Records from a point labeling set:
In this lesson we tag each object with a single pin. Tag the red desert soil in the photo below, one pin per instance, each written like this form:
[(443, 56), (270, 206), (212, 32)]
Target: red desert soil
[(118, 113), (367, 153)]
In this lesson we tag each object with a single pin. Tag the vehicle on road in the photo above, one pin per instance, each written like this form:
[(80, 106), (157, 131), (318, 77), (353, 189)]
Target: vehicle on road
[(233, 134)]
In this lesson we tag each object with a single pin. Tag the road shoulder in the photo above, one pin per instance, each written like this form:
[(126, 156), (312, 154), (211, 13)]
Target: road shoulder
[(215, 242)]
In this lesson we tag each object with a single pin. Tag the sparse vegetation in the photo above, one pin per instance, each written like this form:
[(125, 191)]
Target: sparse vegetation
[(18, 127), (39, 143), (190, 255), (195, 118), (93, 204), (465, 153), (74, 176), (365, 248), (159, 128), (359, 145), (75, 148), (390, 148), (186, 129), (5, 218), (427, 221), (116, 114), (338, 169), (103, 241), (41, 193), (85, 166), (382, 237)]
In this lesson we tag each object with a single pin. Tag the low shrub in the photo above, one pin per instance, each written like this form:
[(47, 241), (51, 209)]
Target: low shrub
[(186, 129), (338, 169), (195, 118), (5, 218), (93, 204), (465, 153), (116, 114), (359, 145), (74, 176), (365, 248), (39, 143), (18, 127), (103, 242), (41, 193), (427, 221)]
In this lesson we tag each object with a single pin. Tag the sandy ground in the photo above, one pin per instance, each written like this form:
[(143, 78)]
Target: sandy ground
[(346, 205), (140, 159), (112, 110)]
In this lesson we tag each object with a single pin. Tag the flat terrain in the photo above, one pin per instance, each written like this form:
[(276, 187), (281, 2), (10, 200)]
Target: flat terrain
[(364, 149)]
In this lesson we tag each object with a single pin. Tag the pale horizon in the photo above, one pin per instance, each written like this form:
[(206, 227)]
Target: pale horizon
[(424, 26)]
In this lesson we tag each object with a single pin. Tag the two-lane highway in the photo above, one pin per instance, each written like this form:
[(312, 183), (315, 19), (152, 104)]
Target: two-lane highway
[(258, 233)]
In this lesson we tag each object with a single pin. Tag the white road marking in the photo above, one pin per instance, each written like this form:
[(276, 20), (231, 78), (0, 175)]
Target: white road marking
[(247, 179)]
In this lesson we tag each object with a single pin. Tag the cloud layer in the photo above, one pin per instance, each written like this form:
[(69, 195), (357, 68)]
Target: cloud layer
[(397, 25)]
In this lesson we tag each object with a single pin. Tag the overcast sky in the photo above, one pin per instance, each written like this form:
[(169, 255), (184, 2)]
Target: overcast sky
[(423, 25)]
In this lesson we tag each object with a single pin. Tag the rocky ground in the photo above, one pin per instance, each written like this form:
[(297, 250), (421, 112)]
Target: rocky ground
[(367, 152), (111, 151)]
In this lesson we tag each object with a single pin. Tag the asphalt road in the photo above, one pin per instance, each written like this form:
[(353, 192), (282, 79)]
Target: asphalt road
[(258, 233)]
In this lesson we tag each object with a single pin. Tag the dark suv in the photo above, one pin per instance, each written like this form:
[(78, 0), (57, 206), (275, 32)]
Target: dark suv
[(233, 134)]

---

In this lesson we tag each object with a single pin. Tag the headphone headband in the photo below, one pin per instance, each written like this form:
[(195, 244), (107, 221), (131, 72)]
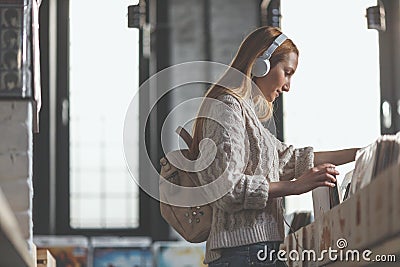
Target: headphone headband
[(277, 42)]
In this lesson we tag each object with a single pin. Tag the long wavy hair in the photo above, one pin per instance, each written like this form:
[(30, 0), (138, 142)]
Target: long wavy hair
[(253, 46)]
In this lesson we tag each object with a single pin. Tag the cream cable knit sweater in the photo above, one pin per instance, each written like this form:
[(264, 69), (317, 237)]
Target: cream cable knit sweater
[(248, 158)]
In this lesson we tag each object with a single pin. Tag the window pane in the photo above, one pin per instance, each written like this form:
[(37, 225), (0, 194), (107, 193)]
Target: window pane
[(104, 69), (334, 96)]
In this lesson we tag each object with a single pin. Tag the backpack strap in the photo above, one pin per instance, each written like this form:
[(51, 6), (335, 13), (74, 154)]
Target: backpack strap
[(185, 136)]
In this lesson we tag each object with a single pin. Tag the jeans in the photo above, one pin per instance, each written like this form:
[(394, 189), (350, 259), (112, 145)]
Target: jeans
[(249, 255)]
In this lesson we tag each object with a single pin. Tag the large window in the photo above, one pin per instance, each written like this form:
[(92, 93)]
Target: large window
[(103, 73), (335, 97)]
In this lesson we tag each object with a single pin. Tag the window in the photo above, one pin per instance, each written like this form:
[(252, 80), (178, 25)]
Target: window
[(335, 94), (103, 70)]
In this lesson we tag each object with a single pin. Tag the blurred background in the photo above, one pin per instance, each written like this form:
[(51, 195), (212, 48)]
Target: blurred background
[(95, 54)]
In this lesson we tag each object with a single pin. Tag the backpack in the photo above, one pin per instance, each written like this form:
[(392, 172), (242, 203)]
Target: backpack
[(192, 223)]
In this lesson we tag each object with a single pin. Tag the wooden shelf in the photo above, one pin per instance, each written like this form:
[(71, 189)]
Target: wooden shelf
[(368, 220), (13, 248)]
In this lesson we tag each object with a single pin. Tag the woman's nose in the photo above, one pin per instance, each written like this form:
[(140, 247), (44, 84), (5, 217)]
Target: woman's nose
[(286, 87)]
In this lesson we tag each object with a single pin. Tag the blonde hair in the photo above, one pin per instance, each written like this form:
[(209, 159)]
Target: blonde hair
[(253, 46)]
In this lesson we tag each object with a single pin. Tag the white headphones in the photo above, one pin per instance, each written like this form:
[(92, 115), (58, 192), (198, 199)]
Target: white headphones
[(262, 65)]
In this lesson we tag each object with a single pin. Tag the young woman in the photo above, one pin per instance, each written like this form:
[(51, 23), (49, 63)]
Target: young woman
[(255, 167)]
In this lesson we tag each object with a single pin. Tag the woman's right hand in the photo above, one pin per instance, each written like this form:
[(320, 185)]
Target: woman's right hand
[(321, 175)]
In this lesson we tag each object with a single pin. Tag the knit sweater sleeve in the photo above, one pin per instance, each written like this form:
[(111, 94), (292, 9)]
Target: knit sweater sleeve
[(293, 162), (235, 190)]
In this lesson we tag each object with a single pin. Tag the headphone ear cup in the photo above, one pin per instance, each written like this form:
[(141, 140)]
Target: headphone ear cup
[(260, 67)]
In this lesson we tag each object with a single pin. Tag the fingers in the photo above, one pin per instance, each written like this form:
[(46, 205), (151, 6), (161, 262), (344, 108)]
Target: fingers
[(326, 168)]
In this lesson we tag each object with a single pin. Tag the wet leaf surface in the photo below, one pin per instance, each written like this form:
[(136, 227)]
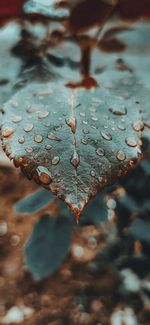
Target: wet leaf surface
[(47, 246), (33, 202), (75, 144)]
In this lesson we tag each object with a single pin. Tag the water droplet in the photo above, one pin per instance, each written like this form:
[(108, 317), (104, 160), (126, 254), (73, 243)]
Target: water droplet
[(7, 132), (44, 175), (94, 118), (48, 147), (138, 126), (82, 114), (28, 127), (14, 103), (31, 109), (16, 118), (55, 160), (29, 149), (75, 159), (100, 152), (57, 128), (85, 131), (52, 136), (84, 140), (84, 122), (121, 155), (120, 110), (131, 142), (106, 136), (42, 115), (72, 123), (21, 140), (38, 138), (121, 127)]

---

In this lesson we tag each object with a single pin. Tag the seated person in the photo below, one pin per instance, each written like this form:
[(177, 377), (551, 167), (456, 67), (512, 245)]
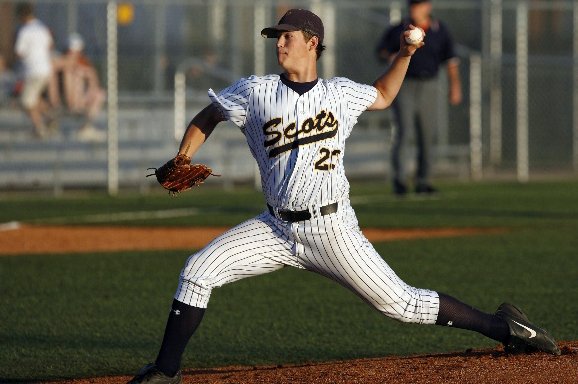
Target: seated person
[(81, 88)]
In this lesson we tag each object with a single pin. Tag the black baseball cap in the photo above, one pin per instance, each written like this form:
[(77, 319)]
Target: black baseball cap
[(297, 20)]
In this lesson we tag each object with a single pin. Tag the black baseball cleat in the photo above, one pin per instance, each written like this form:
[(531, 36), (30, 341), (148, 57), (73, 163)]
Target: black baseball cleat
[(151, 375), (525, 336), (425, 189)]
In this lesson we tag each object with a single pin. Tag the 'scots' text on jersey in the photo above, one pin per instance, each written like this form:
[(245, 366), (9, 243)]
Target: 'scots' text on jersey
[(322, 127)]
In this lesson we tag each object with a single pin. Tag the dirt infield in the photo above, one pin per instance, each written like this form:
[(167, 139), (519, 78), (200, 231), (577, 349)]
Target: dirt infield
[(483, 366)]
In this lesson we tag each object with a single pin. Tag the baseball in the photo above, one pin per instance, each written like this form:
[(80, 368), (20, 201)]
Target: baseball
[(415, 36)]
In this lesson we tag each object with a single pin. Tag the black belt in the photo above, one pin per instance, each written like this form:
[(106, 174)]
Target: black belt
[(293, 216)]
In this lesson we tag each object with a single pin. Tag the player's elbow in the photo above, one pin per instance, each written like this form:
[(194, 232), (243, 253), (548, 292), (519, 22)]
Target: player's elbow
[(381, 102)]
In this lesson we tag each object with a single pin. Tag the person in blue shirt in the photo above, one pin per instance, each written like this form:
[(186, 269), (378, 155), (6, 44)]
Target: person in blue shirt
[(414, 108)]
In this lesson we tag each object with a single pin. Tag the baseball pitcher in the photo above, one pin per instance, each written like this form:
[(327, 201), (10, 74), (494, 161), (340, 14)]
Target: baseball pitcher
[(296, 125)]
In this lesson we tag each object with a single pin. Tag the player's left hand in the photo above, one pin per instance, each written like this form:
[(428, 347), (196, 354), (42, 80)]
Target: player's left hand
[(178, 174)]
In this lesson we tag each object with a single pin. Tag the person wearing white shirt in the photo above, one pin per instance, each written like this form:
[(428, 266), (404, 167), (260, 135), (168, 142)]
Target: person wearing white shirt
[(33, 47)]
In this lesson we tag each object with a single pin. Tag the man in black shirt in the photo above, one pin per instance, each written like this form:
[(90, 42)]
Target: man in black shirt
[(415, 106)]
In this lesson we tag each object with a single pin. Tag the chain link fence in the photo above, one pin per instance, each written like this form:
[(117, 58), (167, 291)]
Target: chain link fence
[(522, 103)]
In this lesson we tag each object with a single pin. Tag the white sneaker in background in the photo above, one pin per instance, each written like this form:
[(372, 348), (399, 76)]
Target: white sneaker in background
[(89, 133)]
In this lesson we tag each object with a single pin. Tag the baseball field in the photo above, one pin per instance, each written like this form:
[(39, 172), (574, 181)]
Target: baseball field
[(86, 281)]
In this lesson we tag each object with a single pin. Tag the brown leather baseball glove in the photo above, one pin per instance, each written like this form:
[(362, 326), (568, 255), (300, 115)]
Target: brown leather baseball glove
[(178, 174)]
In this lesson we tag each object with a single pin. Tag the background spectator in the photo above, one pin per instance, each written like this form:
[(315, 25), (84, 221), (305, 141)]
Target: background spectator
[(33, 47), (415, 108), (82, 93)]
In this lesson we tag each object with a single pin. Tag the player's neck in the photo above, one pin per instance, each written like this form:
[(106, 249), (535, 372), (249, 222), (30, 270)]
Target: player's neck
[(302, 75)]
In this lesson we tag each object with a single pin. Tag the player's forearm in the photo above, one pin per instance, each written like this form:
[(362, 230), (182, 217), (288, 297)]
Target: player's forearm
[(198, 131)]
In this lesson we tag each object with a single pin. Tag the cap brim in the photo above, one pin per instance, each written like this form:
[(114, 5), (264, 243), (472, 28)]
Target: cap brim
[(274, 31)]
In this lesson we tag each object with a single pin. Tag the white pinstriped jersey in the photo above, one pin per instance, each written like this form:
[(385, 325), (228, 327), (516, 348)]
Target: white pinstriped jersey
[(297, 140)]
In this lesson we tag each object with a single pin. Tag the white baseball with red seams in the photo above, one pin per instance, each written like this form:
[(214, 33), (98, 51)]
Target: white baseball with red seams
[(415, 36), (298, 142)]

=== WRITTEN INSTRUCTION ===
Can you rewrite the records between the lines holding "Tag the wooden" and "[(368, 220), (13, 248)]", inclusive, in full, shifting each answer coordinate by -61 and leaving every other number unchanged?

=== TASK RESPONSE ===
In this lesson we tag each object with a single pin. Tag the wooden shelf in the photo above, one pin per instance, each written like this form:
[(71, 189)]
Target: wooden shelf
[(307, 159), (-48, 187)]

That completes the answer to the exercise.